* **What is required**: Each line from the one that includes "Can you see the white football?" to the last line of the data below should be set down exactly; no other lines are wanted.

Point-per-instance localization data
:::::

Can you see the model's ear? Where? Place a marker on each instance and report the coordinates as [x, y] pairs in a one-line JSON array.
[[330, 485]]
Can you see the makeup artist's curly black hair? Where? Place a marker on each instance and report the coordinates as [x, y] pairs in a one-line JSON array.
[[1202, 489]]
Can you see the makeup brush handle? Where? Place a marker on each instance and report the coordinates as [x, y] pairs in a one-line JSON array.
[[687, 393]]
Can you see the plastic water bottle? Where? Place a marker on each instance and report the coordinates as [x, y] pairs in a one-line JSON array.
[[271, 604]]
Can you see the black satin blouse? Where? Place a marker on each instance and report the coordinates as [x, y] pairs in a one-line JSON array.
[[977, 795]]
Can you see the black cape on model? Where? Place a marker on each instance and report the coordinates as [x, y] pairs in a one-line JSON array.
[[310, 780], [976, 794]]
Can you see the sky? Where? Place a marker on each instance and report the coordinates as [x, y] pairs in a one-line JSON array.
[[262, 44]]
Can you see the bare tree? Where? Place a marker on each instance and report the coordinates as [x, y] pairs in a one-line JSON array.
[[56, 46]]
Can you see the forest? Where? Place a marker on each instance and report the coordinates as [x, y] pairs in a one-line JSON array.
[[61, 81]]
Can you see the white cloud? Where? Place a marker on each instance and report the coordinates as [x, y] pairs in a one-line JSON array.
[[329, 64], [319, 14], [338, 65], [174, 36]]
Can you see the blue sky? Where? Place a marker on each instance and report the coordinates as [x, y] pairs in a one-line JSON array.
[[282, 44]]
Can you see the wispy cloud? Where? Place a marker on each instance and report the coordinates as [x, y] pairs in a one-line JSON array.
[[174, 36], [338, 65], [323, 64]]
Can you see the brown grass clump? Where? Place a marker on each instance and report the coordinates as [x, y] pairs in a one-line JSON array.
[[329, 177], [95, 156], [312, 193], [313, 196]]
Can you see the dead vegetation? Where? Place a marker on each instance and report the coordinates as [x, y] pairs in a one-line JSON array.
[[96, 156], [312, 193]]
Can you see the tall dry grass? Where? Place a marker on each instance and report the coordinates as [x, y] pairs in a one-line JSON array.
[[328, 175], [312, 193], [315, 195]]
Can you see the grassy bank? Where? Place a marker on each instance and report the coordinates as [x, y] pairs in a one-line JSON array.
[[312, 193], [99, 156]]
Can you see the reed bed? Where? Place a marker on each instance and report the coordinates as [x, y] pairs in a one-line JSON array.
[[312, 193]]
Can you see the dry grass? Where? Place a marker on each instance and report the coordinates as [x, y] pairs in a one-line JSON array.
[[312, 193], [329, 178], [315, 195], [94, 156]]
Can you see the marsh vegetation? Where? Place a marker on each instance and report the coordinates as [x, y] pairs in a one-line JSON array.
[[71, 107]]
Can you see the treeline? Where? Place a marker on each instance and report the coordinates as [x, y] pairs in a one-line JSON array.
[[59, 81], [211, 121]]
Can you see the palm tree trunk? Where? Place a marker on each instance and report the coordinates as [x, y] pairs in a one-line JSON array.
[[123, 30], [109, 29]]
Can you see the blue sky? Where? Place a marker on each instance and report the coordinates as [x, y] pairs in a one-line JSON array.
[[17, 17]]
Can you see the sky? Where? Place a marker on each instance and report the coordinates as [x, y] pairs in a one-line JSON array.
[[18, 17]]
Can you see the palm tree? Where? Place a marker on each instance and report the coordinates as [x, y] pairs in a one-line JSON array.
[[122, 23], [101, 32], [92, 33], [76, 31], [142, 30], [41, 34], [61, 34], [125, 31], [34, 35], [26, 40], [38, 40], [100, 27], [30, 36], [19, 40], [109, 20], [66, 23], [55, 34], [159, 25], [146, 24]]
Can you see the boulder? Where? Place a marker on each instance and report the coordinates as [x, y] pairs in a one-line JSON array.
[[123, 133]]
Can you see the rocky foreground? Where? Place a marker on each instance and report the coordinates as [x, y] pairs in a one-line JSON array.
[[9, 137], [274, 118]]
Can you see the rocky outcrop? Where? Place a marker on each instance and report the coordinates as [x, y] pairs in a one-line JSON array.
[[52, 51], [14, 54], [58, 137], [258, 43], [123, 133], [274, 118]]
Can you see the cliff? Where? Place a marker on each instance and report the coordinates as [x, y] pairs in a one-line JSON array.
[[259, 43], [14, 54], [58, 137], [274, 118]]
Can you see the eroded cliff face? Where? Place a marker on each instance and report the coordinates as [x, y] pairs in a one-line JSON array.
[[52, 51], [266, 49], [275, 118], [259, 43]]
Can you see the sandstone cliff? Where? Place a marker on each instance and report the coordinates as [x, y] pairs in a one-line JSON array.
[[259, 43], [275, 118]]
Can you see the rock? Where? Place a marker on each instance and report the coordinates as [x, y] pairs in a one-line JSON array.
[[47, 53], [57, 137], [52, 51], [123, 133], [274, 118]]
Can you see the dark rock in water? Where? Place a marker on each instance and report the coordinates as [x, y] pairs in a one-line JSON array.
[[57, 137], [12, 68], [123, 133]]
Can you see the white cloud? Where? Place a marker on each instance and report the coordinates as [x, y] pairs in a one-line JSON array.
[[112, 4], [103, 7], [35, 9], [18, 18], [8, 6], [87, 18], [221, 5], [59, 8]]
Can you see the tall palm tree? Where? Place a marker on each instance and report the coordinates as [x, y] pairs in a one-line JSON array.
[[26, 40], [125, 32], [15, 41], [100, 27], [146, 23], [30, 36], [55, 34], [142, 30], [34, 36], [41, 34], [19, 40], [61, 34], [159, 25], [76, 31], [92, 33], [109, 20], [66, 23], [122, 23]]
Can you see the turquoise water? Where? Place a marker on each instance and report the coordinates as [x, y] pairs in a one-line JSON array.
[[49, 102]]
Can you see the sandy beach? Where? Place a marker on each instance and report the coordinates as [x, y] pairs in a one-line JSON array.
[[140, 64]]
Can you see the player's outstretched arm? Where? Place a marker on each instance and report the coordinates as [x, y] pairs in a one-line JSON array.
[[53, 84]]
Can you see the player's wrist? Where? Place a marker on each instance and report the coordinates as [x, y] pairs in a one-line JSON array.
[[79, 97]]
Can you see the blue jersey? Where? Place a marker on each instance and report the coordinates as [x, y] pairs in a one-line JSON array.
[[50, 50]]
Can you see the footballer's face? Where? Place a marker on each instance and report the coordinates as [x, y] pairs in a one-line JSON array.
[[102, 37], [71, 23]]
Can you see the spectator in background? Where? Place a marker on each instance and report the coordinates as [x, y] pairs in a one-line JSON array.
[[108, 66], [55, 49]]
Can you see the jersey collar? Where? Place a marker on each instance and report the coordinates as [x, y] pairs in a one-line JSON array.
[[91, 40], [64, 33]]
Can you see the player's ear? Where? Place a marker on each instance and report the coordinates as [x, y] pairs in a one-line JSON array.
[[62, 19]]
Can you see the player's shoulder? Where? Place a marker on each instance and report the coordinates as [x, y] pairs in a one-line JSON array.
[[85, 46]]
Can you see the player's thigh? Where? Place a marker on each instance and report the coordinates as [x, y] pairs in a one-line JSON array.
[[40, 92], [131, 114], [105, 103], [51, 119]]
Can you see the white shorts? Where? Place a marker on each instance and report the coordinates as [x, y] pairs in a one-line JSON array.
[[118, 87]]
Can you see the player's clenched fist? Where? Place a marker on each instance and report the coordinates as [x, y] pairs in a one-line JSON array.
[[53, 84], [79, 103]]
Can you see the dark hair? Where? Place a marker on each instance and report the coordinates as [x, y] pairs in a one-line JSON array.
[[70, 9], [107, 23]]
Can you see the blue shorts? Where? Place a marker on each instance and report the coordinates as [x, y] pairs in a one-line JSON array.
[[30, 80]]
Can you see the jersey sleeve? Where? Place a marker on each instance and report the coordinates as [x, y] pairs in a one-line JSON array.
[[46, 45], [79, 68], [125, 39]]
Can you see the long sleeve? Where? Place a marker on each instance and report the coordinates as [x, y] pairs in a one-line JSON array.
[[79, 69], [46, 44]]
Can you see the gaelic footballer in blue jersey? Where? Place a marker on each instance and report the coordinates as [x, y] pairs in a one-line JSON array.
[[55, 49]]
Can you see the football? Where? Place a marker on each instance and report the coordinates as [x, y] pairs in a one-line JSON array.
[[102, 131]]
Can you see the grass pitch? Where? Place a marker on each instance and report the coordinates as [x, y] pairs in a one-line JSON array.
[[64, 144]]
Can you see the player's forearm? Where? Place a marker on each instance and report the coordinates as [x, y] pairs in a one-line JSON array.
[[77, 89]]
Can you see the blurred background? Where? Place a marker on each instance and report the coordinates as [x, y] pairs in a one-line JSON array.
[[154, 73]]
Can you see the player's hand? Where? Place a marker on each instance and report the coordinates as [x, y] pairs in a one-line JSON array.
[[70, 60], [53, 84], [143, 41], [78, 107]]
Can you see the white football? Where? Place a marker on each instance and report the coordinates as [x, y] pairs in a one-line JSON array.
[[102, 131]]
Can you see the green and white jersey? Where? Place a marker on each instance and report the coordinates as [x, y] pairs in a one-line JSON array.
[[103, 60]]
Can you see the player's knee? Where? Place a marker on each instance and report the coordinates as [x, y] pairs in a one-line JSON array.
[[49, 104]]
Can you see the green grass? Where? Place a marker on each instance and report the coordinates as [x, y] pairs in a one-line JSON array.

:::::

* **Answer to the problem**:
Can you see the white football? Where? Place a marker on each instance and report the coordinates as [x, y] pairs in a one-line JSON array.
[[102, 131]]
Can you see the green and white jersey? Where? Place a marker on each instance and report the coordinates as [x, y] pairs in a one-line JSON array.
[[103, 60]]
Can you see the player's knee? Where? Place a marker on each instance and report the coordinates as [x, y] pairs in a one-line JSON array.
[[49, 104]]
Can you see the green grass? Where? Place a marker on each instance and report the coordinates as [x, y] pairs in a one-line JSON array.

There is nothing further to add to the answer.